◆ **Trecho para leitura**:
==================================================
1/2 xícara de manteiga sem sal em temperatura ambiente (115 g)
6 colheres de sopa de açúcar granulado branco (75 g)
3/4 de xícara de açúcar mascavo escuro (165 g)
1/4 de colher de chá de bicarbonato de sódio
1/2 colher de chá de sal
2 1/2 colher de chá de canela em pó
3/4 de colher de chá de noz moscada
3/4 de colher de chá de cravo moído
1/2 colher de chá de gengibre moído
1/4 de colher de chá de pimenta branca moída
1/4 de colher de chá de pimenta preta moída
1/4 de colher de chá de cardamomo moído
1 e 1/2 colher de chá de extrato de baunilha
1 ovo grande
1 e 3/4 de xícara de farinha de trigo (235 g)
Papel manteiga para assar.

Preparo: Forre uma assadeira com papel manteiga, reserve. Corte a manteiga em cubos e adiciona na batedeira com os açúcares, bicarbonato de sódio, sal e especiarias. Junte o ovo e o extrato de baunilha e bata mais um pouco até ficar homogêneo. Junte a farinha em seguida até incorporar bem. Coloque a massa em filme plástico e leve para a geladeira para descansar por 15 minutos. Depois disso abra a massa numa superfície enfarinhada na espessura de meia polegada daí você tem algumas opções para cortar: 1) se tiver um rolo decorado, use-o para marcar a massa; se tiver cortadores ou moldes para biscoito, use-os também; mas se não tiver nenhuma dessas opções, corte com a ajuda de uma faca em formato retangular que já fica ótimo. Com cuidado, coloque os biscoitos na assadeira e leve na geladeira por 30 minutos – isso é muito importante para o sucesso do seu biscoito. Quando faltar 10 minutos antes desses 30 minutos na geladeira acabarem, pré-aqueça o forno a 180 graus. Asse os biscoitos por 9-11 minutos ou até que eles tenham as bordas douradas. Deixe esfriar na assadeira por 10 minutos antes de mover os cookies para uma gradinha para secar em temperatura ambiente. Os biscoitos vão endurecer enquanto esfriam.
==================================================
◆ **Registros**:

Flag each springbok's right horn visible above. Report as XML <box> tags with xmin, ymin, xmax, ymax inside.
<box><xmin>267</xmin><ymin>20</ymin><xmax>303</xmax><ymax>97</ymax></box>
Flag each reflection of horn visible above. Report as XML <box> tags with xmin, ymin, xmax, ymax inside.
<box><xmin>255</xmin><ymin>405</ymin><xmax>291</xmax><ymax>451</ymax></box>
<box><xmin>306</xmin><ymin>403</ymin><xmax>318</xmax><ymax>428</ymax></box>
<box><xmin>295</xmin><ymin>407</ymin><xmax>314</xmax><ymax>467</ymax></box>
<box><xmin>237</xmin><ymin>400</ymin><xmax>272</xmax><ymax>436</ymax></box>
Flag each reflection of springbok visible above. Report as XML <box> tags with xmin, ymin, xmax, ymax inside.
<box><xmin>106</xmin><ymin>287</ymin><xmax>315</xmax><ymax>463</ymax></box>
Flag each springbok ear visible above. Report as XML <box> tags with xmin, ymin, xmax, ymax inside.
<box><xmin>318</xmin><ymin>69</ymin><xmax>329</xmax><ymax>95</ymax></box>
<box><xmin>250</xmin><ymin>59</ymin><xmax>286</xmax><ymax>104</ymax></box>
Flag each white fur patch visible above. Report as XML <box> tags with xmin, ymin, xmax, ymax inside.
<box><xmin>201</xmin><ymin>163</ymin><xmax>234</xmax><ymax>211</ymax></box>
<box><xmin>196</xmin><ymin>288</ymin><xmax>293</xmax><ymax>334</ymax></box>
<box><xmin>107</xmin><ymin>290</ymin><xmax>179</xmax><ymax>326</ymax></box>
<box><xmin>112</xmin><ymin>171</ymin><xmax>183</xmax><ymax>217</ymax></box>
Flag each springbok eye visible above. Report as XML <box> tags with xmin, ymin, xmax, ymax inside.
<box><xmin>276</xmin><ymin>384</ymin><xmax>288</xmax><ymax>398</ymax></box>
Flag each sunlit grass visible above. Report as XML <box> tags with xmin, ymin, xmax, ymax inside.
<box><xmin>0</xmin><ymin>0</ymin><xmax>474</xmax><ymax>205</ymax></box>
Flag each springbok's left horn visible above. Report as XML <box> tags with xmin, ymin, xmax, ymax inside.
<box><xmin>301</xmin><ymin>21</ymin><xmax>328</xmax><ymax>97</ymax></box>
==================================================
◆ **Tarefas a cumprir**:
• a. Segundo a receita de biscoitos, a que temperatura o forno deve ser pré-aquecido?
• b. Devolva, sem nenhuma alteração, o trecho da receita de biscoitos começando em "1/4 de colher de chá de bicarbonato" e seguindo até "manteiga para assar.".

◆ **Respostas esperadas**:
• a. A 180 graus.

• b.
1/4 de colher de chá de bicarbonato de sódio
1/2 colher de chá de sal
2 1/2 colher de chá de canela em pó
3/4 de colher de chá de noz moscada
3/4 de colher de chá de cravo moído
1/2 colher de chá de gengibre moído
1/4 de colher de chá de pimenta branca moída
1/4 de colher de chá de pimenta preta moída
1/4 de colher de chá de cardamomo moído
1 e 1/2 colher de chá de extrato de baunilha
1 ovo grande
1 e 3/4 de xícara de farinha de trigo (235 g)
Papel manteiga para assar.